What you will do.
Find every line in the data below that contains the string "negative", and copy each of those lines.

Material provided.
★ ★ ★ ★ ★ ★ ★

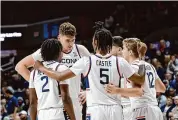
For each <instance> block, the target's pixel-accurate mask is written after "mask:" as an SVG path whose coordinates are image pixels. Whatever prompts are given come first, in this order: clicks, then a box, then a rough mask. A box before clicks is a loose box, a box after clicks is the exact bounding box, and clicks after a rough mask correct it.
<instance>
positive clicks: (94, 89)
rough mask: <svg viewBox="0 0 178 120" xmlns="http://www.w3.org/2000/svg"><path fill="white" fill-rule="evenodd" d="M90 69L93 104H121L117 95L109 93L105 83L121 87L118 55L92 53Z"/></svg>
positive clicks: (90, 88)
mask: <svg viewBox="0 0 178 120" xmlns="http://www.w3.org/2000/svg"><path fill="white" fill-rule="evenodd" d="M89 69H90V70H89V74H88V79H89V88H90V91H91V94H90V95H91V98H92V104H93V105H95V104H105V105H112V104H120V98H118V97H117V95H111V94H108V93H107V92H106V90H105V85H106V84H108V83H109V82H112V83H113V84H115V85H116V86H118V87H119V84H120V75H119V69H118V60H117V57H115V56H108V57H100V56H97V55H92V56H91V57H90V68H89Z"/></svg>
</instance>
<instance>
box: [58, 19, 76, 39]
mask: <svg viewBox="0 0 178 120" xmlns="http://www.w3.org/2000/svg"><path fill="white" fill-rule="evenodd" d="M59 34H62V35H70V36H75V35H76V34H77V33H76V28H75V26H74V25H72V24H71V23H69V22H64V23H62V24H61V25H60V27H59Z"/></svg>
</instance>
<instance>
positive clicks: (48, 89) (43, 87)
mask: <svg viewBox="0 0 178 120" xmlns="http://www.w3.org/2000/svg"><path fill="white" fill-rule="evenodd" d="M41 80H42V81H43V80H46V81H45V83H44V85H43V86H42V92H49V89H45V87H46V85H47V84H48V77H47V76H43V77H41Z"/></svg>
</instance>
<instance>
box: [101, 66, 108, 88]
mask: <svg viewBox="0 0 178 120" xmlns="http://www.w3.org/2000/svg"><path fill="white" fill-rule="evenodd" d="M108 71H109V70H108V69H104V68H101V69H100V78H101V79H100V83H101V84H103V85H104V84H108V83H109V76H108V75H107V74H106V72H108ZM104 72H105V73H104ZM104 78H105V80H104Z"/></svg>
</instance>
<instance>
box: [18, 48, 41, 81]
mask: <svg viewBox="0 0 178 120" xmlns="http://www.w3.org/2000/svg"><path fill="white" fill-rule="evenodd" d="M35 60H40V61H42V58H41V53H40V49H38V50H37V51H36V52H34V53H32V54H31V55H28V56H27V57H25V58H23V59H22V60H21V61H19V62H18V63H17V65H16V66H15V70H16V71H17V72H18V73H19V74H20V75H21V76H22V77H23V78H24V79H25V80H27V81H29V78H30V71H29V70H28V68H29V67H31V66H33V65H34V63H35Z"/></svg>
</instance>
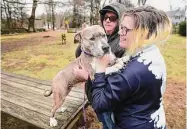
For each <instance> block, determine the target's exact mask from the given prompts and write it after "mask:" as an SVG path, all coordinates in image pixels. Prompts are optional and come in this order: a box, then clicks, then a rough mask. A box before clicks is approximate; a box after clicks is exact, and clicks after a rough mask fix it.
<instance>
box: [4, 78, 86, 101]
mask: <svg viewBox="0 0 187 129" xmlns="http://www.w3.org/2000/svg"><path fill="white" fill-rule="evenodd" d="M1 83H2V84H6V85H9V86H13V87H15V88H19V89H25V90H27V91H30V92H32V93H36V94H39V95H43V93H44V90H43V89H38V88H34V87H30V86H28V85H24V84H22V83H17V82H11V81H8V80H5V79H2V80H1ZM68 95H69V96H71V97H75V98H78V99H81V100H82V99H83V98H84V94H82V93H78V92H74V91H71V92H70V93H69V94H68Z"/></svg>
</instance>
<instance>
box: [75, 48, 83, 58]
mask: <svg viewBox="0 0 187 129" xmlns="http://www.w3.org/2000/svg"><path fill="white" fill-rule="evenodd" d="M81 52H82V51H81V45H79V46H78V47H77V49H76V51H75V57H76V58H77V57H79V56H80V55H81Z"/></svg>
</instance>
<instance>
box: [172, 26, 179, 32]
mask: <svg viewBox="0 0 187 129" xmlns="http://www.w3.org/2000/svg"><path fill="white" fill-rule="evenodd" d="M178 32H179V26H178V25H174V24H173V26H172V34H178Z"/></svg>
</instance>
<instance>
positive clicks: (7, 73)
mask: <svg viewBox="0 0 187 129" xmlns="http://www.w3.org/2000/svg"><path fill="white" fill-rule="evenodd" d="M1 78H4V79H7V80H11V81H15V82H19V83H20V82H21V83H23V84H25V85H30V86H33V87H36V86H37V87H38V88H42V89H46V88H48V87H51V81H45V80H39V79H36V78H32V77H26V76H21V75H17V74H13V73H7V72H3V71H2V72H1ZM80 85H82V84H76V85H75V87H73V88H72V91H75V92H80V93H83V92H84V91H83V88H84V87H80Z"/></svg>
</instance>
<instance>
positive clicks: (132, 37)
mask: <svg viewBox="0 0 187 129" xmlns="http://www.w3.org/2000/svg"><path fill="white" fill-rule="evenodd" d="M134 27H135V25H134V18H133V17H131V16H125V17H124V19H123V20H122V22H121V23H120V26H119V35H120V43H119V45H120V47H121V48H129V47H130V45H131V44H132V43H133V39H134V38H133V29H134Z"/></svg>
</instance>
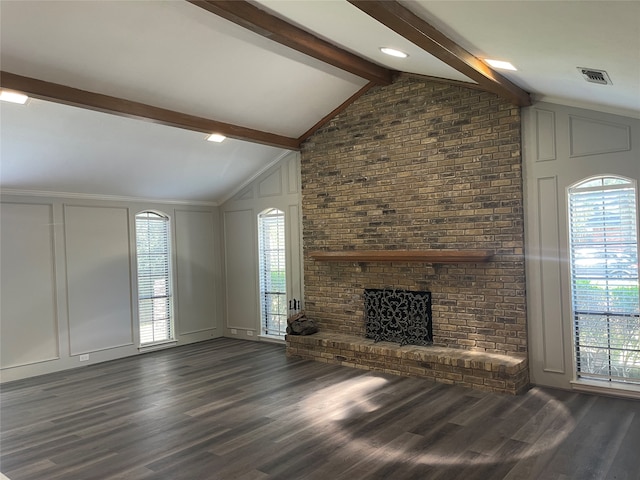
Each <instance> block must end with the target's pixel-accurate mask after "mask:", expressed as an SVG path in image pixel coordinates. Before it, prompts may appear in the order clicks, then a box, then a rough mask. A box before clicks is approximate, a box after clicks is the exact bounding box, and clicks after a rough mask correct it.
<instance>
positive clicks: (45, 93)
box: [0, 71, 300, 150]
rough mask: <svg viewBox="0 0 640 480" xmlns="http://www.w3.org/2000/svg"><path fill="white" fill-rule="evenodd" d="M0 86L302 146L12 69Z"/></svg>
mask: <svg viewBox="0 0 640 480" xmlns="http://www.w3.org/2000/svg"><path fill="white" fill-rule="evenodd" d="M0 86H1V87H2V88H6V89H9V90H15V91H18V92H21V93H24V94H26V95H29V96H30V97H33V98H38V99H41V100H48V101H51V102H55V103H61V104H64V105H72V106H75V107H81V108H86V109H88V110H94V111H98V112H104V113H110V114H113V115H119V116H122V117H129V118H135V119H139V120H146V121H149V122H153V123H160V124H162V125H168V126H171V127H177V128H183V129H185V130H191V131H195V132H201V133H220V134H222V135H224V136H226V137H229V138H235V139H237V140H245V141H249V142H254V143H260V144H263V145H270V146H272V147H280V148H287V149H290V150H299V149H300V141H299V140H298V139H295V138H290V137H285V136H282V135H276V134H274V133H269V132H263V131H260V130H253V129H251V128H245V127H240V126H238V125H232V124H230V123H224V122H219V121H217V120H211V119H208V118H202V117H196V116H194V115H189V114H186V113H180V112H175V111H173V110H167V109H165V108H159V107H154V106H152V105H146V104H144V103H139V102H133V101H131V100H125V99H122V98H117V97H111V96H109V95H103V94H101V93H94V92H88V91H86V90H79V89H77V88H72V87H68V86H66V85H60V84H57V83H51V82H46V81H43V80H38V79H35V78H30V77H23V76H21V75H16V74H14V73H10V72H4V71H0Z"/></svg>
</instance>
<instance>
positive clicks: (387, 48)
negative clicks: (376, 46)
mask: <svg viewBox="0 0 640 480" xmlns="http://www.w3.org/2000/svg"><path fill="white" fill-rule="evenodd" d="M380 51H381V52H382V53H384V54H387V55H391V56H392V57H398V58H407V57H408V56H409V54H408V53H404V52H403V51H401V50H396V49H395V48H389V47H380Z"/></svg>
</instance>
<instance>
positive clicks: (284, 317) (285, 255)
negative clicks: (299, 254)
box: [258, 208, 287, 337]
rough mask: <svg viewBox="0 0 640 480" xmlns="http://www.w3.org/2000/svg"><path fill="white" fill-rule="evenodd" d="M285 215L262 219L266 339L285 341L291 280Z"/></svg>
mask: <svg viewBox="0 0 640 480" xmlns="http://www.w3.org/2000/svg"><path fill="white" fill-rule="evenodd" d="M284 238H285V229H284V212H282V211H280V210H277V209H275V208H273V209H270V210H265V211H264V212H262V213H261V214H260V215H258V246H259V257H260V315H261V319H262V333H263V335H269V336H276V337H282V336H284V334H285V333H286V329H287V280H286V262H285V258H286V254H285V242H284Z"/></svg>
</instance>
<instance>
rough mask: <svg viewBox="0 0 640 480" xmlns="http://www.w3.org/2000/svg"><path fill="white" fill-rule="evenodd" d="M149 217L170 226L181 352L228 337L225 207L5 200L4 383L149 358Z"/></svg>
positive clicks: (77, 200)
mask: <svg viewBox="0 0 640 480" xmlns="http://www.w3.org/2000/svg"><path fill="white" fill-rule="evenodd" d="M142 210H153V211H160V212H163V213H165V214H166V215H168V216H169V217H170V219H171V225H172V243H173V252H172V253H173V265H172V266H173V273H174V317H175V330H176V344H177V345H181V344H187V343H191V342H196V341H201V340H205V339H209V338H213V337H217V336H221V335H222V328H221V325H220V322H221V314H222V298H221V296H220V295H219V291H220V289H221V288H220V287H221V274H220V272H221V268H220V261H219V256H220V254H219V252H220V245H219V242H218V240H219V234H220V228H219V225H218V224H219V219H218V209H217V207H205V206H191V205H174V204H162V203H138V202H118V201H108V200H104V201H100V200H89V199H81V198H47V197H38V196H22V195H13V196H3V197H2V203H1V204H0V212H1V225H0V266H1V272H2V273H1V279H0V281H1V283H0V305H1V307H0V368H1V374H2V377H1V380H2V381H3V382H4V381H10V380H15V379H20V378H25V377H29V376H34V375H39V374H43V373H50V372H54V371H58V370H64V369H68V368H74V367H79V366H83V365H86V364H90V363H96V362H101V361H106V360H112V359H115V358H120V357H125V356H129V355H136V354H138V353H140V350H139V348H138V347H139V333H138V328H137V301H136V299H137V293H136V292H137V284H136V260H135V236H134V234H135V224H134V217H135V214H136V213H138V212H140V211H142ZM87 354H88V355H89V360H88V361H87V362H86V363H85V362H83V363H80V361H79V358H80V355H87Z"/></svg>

★ ★ ★ ★ ★ ★ ★

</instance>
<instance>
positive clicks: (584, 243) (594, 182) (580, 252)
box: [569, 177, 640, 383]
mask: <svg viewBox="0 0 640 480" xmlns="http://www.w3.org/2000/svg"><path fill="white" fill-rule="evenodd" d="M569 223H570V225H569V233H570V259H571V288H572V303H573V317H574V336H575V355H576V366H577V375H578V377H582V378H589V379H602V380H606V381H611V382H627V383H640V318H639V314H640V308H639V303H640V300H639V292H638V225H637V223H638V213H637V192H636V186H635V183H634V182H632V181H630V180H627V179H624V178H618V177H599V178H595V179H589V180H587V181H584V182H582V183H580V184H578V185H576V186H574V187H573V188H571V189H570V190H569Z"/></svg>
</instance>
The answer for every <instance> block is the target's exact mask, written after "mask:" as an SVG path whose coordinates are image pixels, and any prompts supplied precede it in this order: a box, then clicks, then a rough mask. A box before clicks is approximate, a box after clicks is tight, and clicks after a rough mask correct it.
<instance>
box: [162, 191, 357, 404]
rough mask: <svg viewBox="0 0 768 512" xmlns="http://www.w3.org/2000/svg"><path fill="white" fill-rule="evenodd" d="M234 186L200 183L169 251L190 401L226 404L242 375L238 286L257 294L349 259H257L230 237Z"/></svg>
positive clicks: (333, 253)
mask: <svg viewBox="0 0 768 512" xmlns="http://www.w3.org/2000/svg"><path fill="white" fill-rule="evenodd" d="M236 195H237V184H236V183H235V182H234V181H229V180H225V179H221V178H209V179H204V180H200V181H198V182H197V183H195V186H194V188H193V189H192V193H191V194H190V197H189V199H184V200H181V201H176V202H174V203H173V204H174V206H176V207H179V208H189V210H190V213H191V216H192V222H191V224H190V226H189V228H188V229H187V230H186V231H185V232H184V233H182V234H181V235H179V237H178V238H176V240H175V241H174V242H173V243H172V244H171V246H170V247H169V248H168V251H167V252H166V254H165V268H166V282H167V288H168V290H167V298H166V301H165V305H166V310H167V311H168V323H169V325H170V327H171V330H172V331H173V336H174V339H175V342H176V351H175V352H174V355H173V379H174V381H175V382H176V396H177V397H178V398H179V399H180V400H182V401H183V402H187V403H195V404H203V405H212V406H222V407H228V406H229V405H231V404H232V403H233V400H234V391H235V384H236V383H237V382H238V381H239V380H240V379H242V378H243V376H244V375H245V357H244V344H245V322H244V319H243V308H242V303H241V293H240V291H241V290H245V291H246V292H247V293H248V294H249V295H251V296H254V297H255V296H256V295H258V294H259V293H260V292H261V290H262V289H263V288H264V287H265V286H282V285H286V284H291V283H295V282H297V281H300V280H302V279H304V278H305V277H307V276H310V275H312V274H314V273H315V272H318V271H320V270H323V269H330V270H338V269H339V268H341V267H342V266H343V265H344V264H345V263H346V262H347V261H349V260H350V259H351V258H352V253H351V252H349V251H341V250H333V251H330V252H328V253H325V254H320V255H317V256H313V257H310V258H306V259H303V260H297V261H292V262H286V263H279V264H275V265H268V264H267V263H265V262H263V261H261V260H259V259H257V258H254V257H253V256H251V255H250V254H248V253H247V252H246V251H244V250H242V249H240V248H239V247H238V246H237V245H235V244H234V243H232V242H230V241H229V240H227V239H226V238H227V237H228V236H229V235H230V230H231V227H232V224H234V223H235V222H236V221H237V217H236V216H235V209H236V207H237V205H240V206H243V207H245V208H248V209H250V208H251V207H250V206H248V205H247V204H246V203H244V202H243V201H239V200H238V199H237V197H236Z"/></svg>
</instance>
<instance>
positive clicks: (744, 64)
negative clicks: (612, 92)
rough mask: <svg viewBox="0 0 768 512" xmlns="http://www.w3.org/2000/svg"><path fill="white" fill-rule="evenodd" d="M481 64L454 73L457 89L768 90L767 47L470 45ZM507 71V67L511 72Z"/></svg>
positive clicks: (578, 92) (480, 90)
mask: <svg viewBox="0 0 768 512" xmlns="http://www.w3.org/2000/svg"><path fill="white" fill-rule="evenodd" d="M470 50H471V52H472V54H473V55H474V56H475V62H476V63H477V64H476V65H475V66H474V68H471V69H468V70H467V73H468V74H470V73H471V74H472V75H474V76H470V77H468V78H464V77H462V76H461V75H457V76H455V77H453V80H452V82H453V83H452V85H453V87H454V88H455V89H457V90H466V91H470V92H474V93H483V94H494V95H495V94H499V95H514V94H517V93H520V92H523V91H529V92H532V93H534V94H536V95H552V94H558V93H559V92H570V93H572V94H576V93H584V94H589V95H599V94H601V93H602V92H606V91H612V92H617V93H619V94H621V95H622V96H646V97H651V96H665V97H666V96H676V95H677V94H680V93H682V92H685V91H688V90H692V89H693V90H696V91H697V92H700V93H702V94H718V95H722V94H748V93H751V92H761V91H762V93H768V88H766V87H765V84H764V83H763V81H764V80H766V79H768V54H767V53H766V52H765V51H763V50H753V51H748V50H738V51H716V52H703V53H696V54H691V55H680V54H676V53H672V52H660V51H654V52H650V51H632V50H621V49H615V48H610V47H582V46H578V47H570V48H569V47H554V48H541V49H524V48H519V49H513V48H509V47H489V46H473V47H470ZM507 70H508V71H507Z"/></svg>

★ ★ ★ ★ ★ ★ ★

Solution.
negative clicks: (376, 46)
negative clicks: (299, 254)
negative clicks: (612, 92)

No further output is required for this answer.